» **Exercise brief**: Say whether each statement agrees with the forum thread below about deleting "No result." entries, and support each yes or no with the deciding words from the thread, quoted exactly. 1. The first awk reply picks entries to keep by matching the pattern "Got". 2. One reply says the first awk solution keeps every blank line. 3. The original poster says some "Got result" entries may contain more lines.

» **Text section**:
###
Hi,
Below is my input file:
Data: 1
Length: 20
Got result.
Data: 2
Length: 30
No result.
Data: 3
Length: 20
Got result.
Data: 4
Length: 20
Got result.
Data: 5.5
Length: 20
Got result.
Desired output:
Data: 1
Length: 20
Got result.
Data: 3
Length: 20
Got result.
Data: 4
Length: 20
Got result.
Data: 5.5
Length: 20
Got result.
My purpose just want to delete based on specific pattern "No result." and file line before the pattern "No result."
I'm appreciate for any suggestion.
Thanks
Hi
awk '/result/{ if ($0 ~ /Got/){for(j=1;j<=i;j++)print a[j];print;}i=1;next;}{a[i++]=$0}' i=1 infile
But, it looks like the above sol misses some blank lines.
Guru.
awk -vRS="." '!/No result/' file
Hi,
Instead of based on "Got" pattern to extract, do you got any idea that allow me to delete my content based on "No result."?
The reason I hope can delete the line based on "No result." is because some of the "Got result" maybe got more line content.
###
» **Data segment**:

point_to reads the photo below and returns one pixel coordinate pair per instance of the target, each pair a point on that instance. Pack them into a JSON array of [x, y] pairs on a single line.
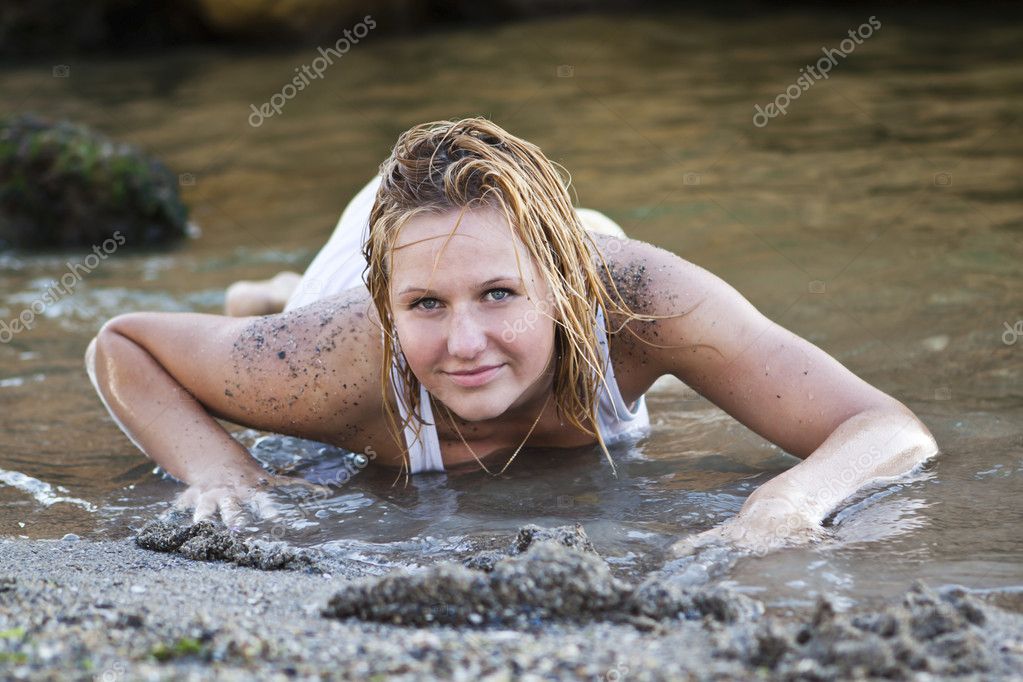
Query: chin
###
» **Task result**:
1. Yes: "if ($0 ~ /Got/)"
2. No: "it looks like the above sol misses some blank lines."
3. Yes: "some of the "Got result" maybe got more line content."